§ PASSAGE SHOWN
--- START ---

WBYA's logo as "105.5 The Wolf", used from February 2017 until June 2025

Nassau Broadcasting Partners acquired Mariner in 2004; under Nassau, the station switched to the "Frank FM" classic hits format on April 1, 2005. WBYA simulcast the morning show of Portland sister WFNK, and in addition to the classic hits format broadcast local high school basketball games and Boston Red Sox baseball.

WBYA, along with 16 other Nassau stations in northern New England, was purchased at bankruptcy auction by WBIN Media Company, a company controlled by Bill Binnie, on May 22, 2012. Binnie already owned WBIN-TV in Derry, New Hampshire. The deal was completed on November 30, 2012.

On February 18, 2017, Binnie Media moved the classic hits format to WBQX (106.9 FM), replacing the classical music programming of WBACH; WBYA then began stunting with a loop directing listeners to WBQX. On February 24, 2017, WBYA changed to a country music format, branded as "105.5 The Wolf"; the new format includes a simulcast of Portland sister station WTHT's morning show. Following the format changes, WBYA retained Boston Red Sox broadcasts, while its high school basketball coverage was transferred to WBQX.

On June 24, 2025, it was announced that WBYA will drop both its Wolf branding and country format and flip to a soft adult contemporary format under the branding "105.5 The Wave" on June 30, 2025.

--- END ---

§ GIVEN INFORMATION
--- START ---

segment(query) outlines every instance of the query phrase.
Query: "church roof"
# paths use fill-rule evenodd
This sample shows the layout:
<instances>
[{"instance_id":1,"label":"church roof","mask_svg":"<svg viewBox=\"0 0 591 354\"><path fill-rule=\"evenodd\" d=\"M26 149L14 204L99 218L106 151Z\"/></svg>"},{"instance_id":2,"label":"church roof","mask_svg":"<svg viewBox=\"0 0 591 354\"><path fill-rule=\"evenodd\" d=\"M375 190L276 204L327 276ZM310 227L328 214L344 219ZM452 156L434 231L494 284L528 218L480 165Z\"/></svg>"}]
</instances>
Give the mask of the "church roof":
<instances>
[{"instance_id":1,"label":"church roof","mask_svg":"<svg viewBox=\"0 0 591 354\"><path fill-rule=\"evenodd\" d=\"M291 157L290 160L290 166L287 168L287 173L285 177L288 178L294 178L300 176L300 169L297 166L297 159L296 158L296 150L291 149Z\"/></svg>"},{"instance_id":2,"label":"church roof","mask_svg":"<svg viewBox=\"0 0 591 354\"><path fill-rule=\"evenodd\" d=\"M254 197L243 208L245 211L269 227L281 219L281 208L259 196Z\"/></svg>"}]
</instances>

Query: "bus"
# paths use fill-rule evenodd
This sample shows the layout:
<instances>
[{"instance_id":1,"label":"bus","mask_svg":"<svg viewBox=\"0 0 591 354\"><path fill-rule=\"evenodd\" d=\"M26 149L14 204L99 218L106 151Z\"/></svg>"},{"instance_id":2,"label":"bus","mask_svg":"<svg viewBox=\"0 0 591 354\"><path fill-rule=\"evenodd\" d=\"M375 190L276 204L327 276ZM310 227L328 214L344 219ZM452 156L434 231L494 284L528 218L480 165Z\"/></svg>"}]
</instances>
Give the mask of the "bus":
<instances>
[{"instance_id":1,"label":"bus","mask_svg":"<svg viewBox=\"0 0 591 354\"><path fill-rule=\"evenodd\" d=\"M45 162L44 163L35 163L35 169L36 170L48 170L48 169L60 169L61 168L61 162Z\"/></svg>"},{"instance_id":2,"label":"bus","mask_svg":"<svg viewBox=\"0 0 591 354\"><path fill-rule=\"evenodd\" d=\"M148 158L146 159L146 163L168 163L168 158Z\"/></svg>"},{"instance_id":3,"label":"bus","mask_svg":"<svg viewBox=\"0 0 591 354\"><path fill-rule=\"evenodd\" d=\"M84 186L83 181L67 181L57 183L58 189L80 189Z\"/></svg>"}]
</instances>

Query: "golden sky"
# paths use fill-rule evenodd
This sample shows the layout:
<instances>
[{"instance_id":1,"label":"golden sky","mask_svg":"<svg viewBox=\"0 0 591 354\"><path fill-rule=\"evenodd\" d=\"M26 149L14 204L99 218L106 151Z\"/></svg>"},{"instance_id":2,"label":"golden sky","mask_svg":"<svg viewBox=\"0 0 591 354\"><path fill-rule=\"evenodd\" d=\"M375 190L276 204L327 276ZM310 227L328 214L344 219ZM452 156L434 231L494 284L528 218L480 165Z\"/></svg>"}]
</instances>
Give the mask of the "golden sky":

--- END ---

§ ACTIVITY
How does the sentence "Binnie already owned WBIN-TV in Derry, New Hampshire." from the WBYA station history read in Spanish?

§ EXPECTED OUTPUT
Binnie ya era propietario de WBIN-TV en Derry, New Hampshire.